Please rewrite everything in the data from the line containing "Tight-box every instance of gray" down to and including the line containing "[40,166,71,208]", raising every bounding-box coordinate by 116 and leaving all other text unchanged.

* * * * * * *

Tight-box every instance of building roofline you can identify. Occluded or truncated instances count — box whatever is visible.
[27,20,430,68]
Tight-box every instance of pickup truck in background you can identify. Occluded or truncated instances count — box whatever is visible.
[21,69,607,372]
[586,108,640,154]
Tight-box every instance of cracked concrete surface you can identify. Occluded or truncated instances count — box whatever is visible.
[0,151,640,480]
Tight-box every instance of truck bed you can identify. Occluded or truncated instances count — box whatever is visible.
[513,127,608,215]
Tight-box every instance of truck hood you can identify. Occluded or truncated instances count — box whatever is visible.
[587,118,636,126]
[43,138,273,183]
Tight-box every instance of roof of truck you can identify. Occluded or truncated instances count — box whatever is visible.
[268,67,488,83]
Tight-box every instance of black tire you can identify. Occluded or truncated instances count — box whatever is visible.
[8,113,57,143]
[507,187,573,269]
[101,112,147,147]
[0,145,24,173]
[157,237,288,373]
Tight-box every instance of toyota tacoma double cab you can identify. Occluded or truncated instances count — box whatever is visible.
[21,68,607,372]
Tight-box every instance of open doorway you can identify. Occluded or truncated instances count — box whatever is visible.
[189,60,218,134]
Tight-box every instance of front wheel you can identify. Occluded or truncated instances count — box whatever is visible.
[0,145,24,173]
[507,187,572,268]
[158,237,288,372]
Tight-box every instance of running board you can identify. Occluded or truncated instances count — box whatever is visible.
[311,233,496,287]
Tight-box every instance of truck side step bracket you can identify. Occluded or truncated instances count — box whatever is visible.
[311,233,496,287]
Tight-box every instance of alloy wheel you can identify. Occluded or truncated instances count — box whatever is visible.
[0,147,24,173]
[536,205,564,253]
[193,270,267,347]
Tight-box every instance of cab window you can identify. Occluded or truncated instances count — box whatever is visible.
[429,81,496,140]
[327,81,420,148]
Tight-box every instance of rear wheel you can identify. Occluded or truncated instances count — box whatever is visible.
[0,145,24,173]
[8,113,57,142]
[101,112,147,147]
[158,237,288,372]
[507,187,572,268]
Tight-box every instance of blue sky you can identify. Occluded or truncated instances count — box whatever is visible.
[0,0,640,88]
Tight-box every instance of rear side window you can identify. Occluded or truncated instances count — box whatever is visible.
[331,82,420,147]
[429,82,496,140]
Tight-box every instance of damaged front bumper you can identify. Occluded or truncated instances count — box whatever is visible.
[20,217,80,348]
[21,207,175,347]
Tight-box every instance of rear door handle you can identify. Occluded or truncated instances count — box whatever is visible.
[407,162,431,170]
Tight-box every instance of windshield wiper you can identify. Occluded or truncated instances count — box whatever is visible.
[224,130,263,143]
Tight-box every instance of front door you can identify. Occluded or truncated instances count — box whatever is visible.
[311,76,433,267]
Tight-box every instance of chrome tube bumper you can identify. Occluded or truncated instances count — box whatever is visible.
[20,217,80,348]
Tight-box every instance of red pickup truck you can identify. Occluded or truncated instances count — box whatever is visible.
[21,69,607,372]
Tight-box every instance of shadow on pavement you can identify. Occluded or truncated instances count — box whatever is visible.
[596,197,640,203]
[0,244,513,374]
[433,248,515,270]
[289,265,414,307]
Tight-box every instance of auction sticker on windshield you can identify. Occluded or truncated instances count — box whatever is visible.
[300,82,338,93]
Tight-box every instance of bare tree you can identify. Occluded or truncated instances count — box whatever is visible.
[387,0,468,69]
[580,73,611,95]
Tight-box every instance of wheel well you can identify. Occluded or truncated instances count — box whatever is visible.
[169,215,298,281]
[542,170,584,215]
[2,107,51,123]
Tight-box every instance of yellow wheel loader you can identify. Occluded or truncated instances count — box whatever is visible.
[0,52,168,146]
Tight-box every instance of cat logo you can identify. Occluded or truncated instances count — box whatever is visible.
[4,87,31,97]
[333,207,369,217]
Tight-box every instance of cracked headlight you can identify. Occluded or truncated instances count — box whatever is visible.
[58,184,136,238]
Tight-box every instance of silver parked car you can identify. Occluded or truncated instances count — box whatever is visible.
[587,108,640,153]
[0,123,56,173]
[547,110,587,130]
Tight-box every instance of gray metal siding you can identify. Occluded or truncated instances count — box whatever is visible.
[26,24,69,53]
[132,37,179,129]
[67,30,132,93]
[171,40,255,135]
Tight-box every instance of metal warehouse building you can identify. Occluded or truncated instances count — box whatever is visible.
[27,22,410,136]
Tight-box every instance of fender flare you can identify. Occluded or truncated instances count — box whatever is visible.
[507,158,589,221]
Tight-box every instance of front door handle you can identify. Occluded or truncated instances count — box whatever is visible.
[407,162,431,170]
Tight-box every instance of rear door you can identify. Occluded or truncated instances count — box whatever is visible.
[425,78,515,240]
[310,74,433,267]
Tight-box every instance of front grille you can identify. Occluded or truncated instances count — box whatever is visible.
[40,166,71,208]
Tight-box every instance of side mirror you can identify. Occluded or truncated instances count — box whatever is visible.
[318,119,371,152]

* * * * * * *

→ **Result of the exercise**
Tight-box every instance of gray metal siding you can identify. Occluded or truncated instances count — box whatever is visible.
[142,140,185,169]
[248,153,295,245]
[183,146,248,209]
[287,156,371,251]
Tight-box every instance of metal warehouse building you can identify. Occluded or truncated instances count — box whatever is visible.
[143,138,526,252]
Tight-box every instance of fender flare you can identify. Occluded or truncated instances count — box whatever is visible.
[623,274,705,337]
Tight-box every instance of front door handle you can identify. Occluded or truncated instances count — box whatever is visible.
[523,278,547,286]
Tight-box every instance of rear door you can identify. Occluded or truncated instances count — box whatever is visible.
[541,194,631,356]
[426,190,549,383]
Tight-box every instance of front grille you can identify. Occluded or truncated instances count — box whatever is visible.
[156,282,187,324]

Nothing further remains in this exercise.